Task goal:
Rewrite the items starting at the line containing "Return one point per instance of the outstretched" and ending at the line containing "<point>330,120</point>", requests included. Multiply every coordinate in the answer points by 2.4 and round to whole numbers, halves up, but keep the numbers in the requests and their sample entries as they are.

Material for this task:
★ ★ ★ ★ ★
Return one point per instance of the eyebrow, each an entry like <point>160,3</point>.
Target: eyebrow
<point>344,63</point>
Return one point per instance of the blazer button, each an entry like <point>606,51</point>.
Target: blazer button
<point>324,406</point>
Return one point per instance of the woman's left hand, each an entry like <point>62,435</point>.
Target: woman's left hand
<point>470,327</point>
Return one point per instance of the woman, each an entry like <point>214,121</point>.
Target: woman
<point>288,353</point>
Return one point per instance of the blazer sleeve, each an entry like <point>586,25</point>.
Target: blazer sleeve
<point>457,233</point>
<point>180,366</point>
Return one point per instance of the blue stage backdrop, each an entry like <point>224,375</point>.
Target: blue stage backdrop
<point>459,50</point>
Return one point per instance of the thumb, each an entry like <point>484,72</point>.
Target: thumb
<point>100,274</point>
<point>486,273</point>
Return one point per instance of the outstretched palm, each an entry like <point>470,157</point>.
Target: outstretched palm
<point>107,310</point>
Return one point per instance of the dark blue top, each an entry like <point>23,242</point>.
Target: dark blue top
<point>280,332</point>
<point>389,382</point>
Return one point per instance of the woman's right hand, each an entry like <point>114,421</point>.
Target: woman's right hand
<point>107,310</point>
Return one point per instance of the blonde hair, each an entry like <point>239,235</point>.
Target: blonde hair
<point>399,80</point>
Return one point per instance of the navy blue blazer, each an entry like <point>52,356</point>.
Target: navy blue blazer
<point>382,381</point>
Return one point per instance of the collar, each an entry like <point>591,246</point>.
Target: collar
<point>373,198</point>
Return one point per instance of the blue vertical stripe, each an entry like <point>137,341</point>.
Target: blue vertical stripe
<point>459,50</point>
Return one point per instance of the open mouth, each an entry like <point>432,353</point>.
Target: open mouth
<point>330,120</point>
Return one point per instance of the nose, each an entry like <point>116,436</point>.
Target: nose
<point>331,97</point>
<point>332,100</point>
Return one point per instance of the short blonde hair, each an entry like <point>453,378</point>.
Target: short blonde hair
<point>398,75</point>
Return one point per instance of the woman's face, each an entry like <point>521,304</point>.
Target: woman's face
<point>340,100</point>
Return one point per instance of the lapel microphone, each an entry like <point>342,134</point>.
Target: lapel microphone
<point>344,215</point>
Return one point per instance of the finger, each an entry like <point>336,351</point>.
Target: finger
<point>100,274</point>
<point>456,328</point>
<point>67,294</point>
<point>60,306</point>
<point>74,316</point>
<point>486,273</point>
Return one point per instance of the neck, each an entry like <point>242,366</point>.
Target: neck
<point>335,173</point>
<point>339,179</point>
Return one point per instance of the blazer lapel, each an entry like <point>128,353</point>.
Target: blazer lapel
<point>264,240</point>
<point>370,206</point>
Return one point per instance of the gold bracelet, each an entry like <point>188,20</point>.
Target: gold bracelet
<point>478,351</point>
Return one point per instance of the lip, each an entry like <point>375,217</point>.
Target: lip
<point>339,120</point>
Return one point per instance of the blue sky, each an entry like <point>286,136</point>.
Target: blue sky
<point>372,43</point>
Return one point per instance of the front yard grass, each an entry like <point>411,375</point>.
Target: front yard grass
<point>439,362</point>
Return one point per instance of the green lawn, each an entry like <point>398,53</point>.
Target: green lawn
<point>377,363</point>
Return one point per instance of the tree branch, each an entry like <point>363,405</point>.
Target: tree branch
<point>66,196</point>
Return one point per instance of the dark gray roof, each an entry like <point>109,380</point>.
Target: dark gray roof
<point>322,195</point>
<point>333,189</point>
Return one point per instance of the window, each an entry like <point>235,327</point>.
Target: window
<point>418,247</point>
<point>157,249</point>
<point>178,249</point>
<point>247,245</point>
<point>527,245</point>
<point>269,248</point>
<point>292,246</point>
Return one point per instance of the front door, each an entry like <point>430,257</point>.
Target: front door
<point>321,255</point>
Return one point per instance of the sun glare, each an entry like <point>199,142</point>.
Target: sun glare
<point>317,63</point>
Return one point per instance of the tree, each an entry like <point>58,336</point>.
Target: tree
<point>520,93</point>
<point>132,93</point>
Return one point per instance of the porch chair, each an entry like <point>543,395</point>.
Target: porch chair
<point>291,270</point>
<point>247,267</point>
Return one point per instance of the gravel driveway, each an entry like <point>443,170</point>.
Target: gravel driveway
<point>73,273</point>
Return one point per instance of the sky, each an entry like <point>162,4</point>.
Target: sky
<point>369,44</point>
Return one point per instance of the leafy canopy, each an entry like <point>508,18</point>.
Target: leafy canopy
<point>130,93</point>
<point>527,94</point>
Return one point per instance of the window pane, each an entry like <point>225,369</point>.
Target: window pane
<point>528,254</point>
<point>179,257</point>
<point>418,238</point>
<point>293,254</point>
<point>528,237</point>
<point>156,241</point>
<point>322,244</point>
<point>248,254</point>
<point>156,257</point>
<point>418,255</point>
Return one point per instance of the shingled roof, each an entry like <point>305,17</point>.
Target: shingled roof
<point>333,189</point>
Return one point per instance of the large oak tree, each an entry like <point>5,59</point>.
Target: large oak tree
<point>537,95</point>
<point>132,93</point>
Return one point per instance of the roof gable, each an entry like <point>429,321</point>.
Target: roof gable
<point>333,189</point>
★ ★ ★ ★ ★
Solution to the problem:
Return one point per instance of the outstretched palm, each an entry like <point>470,157</point>.
Target: outstretched palm
<point>257,744</point>
Return one point per instance of the dark blue top, each an entry like <point>23,242</point>.
Target: dark blue top
<point>672,797</point>
<point>934,917</point>
Return one point per instance of the woman's right hand, each an entry like <point>114,421</point>.
Target: woman's right hand
<point>257,744</point>
Return one point per instance of the blonde hair, each an entry like <point>239,235</point>.
Target: blonde hair
<point>958,192</point>
Return one point per instance of the navy blue blazer, each an entry like <point>52,356</point>.
Target: navy blue blazer
<point>917,914</point>
Return one point per instance of the collar, each an entry like <point>591,246</point>.
Target: collar
<point>895,475</point>
Return one point per instance of the blue vertical stripe, each an entry like <point>137,341</point>.
Target: blue vertical stripe
<point>1102,120</point>
Return one point per instance of the open mouth, each an entry like <point>432,353</point>.
Target: open mouth
<point>792,288</point>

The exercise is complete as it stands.